Recorded data
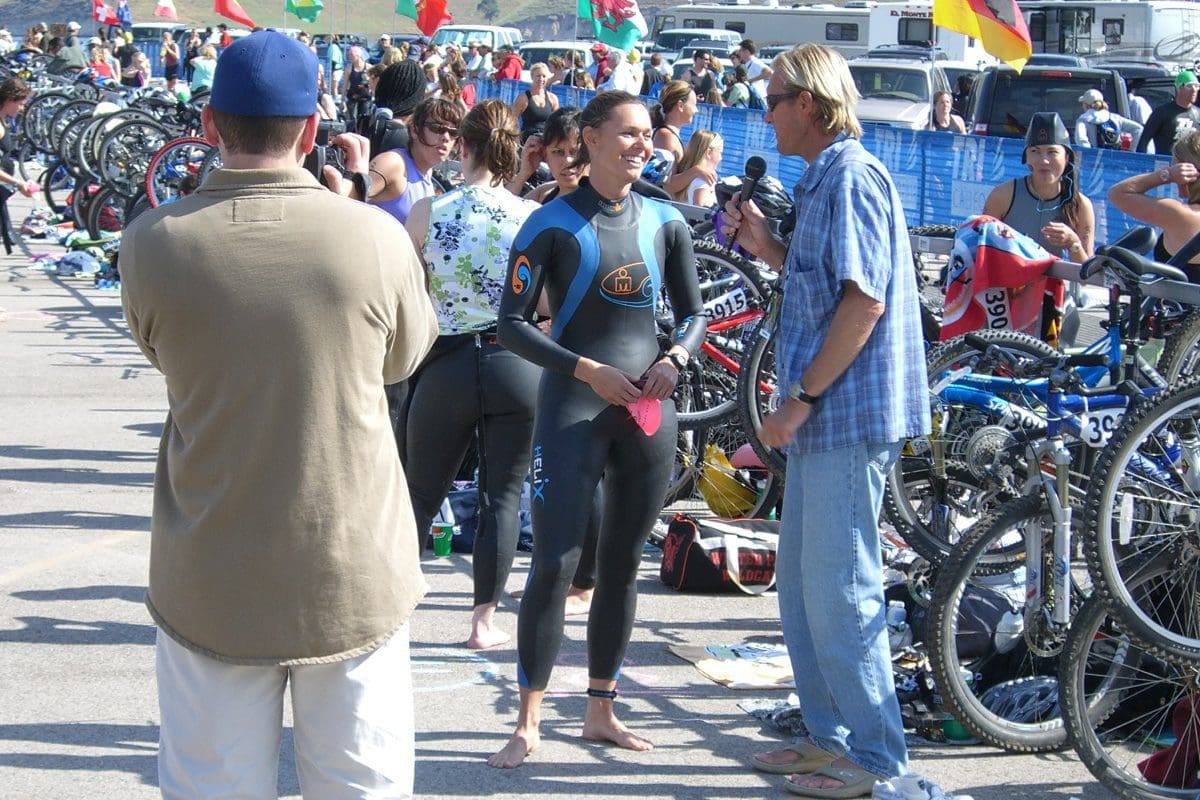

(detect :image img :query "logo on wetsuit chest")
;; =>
[512,255,530,294]
[529,445,550,503]
[600,261,654,308]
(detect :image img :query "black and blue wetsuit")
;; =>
[499,180,706,690]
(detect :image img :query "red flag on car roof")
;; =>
[212,0,257,28]
[934,0,1033,72]
[91,0,118,25]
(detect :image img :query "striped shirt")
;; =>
[776,134,930,453]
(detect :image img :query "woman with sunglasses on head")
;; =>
[488,91,706,769]
[371,99,463,222]
[406,100,541,649]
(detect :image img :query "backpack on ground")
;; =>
[1096,115,1121,150]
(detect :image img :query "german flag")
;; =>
[934,0,1033,72]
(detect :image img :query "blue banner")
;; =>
[476,80,1169,243]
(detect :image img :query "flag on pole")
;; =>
[934,0,1033,72]
[396,0,454,36]
[154,0,179,20]
[212,0,257,28]
[578,0,649,53]
[91,0,118,25]
[287,0,325,23]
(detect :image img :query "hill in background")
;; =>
[0,0,673,40]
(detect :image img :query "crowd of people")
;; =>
[18,12,1200,798]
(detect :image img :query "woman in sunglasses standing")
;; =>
[488,91,706,769]
[371,97,463,223]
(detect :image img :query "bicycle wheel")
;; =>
[738,300,787,483]
[677,241,767,428]
[88,186,127,239]
[145,137,215,209]
[1084,375,1200,660]
[1158,308,1200,383]
[883,331,1057,564]
[925,495,1086,752]
[1058,563,1200,800]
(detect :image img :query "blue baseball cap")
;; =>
[209,30,317,116]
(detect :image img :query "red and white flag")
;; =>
[91,0,118,25]
[154,0,179,19]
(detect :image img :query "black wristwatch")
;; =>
[787,380,821,408]
[350,173,371,203]
[666,350,688,372]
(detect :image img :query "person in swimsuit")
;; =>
[1109,131,1200,283]
[406,100,541,650]
[512,64,558,142]
[488,91,706,769]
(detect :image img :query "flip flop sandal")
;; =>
[751,741,834,775]
[784,764,883,799]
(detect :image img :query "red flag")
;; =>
[212,0,257,28]
[91,0,118,25]
[154,0,179,20]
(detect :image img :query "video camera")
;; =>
[304,120,346,186]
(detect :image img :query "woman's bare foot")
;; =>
[487,728,541,770]
[467,603,512,650]
[566,587,592,616]
[583,697,654,752]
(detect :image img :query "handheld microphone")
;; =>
[738,156,767,207]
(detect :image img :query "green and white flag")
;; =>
[578,0,649,53]
[287,0,325,23]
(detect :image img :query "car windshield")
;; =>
[850,64,929,103]
[433,28,492,47]
[978,73,1120,137]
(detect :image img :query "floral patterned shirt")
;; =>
[421,186,540,336]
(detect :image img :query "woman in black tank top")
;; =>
[512,64,558,140]
[1109,131,1200,283]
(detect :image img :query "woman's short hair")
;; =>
[772,44,863,139]
[458,100,521,182]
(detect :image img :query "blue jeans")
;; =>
[775,443,908,777]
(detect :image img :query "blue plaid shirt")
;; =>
[775,134,930,453]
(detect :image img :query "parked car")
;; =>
[850,56,950,131]
[966,66,1129,138]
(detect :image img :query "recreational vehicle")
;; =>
[652,0,875,59]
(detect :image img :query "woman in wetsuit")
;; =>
[1109,131,1200,283]
[406,100,541,649]
[488,91,706,768]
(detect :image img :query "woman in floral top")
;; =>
[404,100,541,649]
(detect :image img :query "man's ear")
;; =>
[200,104,221,148]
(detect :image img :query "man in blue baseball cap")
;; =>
[1138,70,1200,155]
[121,31,437,799]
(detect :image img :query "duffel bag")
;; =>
[659,515,779,595]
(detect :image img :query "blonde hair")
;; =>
[673,131,725,203]
[1171,130,1200,203]
[772,44,863,139]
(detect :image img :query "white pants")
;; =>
[156,625,415,800]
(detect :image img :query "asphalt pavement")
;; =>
[0,189,1112,800]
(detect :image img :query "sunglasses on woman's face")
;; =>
[425,122,460,139]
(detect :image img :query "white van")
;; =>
[432,25,524,50]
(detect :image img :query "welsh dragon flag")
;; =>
[396,0,454,36]
[578,0,649,53]
[284,0,325,23]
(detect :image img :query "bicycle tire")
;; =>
[883,331,1057,565]
[144,137,215,209]
[1084,375,1200,661]
[1058,563,1200,800]
[926,494,1089,753]
[88,186,127,240]
[678,241,768,428]
[1158,308,1200,383]
[738,300,787,482]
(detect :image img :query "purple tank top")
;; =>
[374,148,437,224]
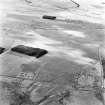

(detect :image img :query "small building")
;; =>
[0,47,5,54]
[42,15,56,20]
[17,72,34,79]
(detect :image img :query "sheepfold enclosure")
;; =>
[11,45,48,58]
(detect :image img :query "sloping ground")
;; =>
[0,0,105,105]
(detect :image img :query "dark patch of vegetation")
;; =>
[2,82,33,105]
[11,45,48,58]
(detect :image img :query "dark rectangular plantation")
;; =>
[11,45,48,58]
[0,47,5,54]
[42,15,56,20]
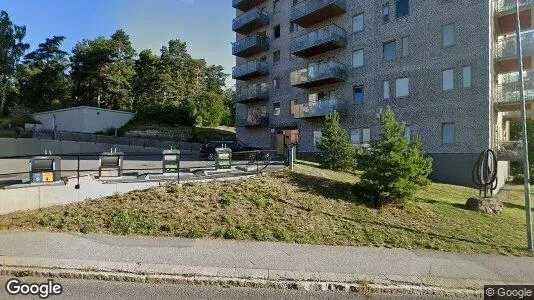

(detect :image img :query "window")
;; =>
[382,1,389,23]
[382,41,397,60]
[273,0,280,13]
[353,86,364,104]
[273,51,280,65]
[273,102,280,116]
[352,13,363,32]
[395,0,410,18]
[462,66,473,88]
[313,130,323,147]
[441,23,456,47]
[401,36,410,57]
[443,69,454,91]
[350,128,371,145]
[395,78,410,98]
[441,123,455,144]
[273,25,280,39]
[384,81,389,99]
[352,49,363,68]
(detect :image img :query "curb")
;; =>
[0,266,483,299]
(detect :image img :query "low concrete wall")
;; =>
[0,138,165,157]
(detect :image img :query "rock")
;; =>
[465,197,503,215]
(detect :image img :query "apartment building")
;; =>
[232,0,534,185]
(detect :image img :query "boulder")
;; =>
[465,197,503,215]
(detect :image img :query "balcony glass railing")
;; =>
[232,34,269,55]
[232,8,270,31]
[495,0,534,13]
[291,24,347,53]
[496,78,534,103]
[291,61,347,86]
[496,30,534,59]
[291,99,341,119]
[291,0,347,20]
[232,60,269,79]
[236,114,269,127]
[236,84,269,102]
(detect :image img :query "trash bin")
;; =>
[163,149,180,173]
[98,152,124,177]
[28,156,61,183]
[215,148,232,170]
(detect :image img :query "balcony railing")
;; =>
[496,31,534,59]
[496,78,534,104]
[236,84,269,102]
[291,61,347,88]
[232,60,269,80]
[236,115,269,127]
[232,0,267,11]
[291,99,343,119]
[232,8,270,34]
[495,0,534,13]
[291,0,347,27]
[232,34,269,57]
[291,24,347,58]
[496,141,523,161]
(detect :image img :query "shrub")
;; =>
[358,108,432,208]
[317,111,356,171]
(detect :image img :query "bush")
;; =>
[358,109,432,208]
[317,111,356,171]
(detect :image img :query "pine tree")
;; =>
[317,111,356,171]
[358,109,432,208]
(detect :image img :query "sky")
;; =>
[0,0,235,87]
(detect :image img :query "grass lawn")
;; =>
[0,164,528,256]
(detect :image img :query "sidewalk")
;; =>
[0,232,534,290]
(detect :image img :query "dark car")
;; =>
[200,141,264,160]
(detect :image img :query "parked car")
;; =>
[200,141,268,160]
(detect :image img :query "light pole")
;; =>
[515,0,534,252]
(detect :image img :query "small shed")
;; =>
[32,106,135,133]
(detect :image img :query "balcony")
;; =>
[495,141,523,161]
[291,24,347,58]
[232,8,270,35]
[232,0,266,11]
[236,115,269,127]
[232,60,269,80]
[291,0,347,28]
[495,78,534,111]
[291,99,343,119]
[232,34,269,58]
[236,84,269,103]
[291,61,347,88]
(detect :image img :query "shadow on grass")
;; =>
[280,172,526,251]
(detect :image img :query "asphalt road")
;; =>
[0,277,460,300]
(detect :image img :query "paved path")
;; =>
[0,232,534,289]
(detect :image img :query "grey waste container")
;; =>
[98,152,124,177]
[28,156,61,183]
[215,148,232,170]
[163,150,180,173]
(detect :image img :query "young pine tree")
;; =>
[317,111,356,171]
[358,109,432,208]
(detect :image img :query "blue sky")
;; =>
[0,0,235,85]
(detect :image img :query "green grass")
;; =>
[0,164,529,256]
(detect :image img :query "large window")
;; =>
[352,49,363,68]
[441,123,455,144]
[352,13,363,32]
[462,66,473,88]
[395,78,410,98]
[441,23,456,47]
[442,69,454,91]
[395,0,410,18]
[353,85,365,104]
[382,41,397,60]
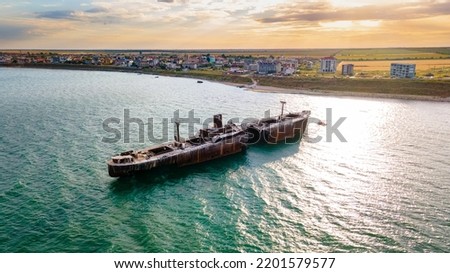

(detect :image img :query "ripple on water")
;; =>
[0,68,450,252]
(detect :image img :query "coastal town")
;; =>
[0,51,433,78]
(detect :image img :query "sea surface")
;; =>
[0,68,450,252]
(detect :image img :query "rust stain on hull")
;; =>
[108,104,311,177]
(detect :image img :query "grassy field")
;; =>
[335,48,450,61]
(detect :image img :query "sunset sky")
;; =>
[0,0,450,49]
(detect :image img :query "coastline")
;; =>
[246,85,450,102]
[4,64,450,102]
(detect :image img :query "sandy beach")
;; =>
[223,82,450,102]
[4,65,450,102]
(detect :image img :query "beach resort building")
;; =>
[391,63,416,78]
[258,61,281,74]
[342,64,353,75]
[320,57,336,73]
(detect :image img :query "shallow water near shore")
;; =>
[0,68,450,252]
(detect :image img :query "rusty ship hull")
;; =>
[107,102,311,177]
[107,116,248,177]
[242,111,311,144]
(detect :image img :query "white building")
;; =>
[342,64,353,75]
[320,57,336,73]
[391,63,416,78]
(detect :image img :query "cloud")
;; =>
[35,10,75,19]
[253,1,450,23]
[0,23,31,41]
[85,7,108,13]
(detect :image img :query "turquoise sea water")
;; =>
[0,68,450,252]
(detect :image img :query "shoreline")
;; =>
[4,64,450,102]
[246,85,450,102]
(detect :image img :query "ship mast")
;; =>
[280,100,286,118]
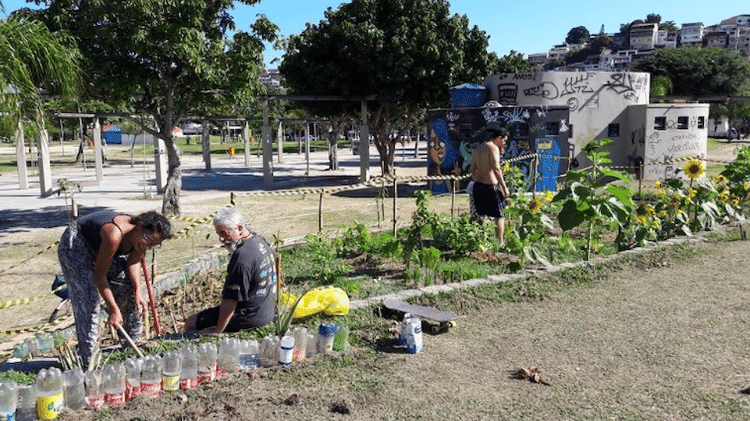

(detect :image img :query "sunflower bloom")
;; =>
[683,158,706,180]
[529,197,542,213]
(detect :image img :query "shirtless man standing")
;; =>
[471,128,510,246]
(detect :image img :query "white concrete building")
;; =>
[484,72,708,179]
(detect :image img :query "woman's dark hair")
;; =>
[130,211,172,240]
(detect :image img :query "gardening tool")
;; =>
[141,259,161,336]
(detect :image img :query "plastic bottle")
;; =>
[305,332,318,358]
[216,337,240,374]
[237,339,260,373]
[36,367,64,420]
[63,367,86,411]
[161,351,182,392]
[279,335,294,365]
[406,317,422,354]
[141,355,162,398]
[36,332,55,355]
[102,363,125,406]
[318,322,336,354]
[125,357,142,401]
[180,344,198,390]
[292,326,307,361]
[260,335,279,367]
[198,343,217,383]
[83,370,104,410]
[0,380,18,420]
[333,326,349,352]
[13,342,29,360]
[16,384,37,421]
[396,313,411,345]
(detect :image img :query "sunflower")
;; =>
[529,197,542,213]
[683,158,706,180]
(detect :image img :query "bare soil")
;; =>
[55,235,750,421]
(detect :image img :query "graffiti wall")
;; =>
[631,104,709,180]
[485,72,650,164]
[427,106,569,194]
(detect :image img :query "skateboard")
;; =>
[383,300,457,332]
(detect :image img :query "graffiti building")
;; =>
[427,101,569,193]
[484,72,709,180]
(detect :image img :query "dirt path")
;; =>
[63,236,750,421]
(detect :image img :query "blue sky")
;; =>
[1,0,750,67]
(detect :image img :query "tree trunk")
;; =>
[161,133,182,215]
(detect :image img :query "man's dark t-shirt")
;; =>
[221,234,277,329]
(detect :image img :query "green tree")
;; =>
[565,26,591,44]
[279,0,496,173]
[633,46,750,98]
[0,14,80,130]
[36,0,277,215]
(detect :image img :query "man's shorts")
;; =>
[472,182,505,218]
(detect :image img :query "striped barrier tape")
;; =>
[0,313,73,335]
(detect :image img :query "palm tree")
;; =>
[0,13,81,130]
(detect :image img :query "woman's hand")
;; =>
[109,307,123,328]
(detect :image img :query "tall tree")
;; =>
[633,46,750,97]
[36,0,277,215]
[0,14,80,129]
[565,26,591,44]
[279,0,497,173]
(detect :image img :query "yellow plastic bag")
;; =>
[282,287,349,319]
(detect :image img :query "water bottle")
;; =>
[396,313,411,345]
[216,337,240,374]
[318,322,336,354]
[198,343,217,383]
[237,339,260,373]
[141,355,162,398]
[305,332,318,358]
[36,332,54,355]
[279,335,294,365]
[125,357,142,401]
[161,351,182,392]
[16,384,37,421]
[406,317,422,354]
[0,380,18,420]
[13,342,29,360]
[260,335,279,367]
[83,370,104,410]
[180,344,198,390]
[333,326,349,352]
[292,326,307,361]
[36,367,65,420]
[63,367,86,411]
[102,363,126,406]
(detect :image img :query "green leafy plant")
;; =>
[553,139,633,260]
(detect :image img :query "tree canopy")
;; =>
[633,46,750,97]
[279,0,497,171]
[0,15,80,128]
[37,0,277,214]
[565,26,591,44]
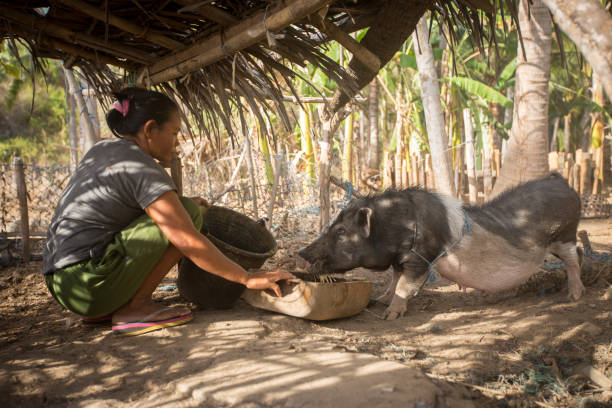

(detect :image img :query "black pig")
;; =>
[299,172,585,320]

→ **Task to complete**:
Copy the items from the beginning through the line containing "[476,80,1169,243]", keeping every line unchanged. Omit the pictures from your copy.

→ **Output below**:
(detect :image img :query "logo on wetsuit chest")
;; =>
[512,255,530,294]
[529,445,550,503]
[600,261,654,308]
(detect :image img :query "black and blue wetsuit")
;; =>
[499,180,706,690]
(detect :image img :query "red flag on car roof")
;; =>
[212,0,257,28]
[934,0,1033,72]
[91,0,118,25]
(detect :image img :query "striped shirt")
;; =>
[776,134,930,453]
(detect :image img :query "woman with sunglasses on head")
;; =>
[488,91,706,769]
[371,99,463,222]
[406,100,541,649]
(detect :image img :query "backpack on ground")
;; =>
[1096,115,1121,150]
(detect :image img :query "german flag")
;; =>
[934,0,1033,72]
(detect :image img :query "blue banner")
;; =>
[476,80,1169,243]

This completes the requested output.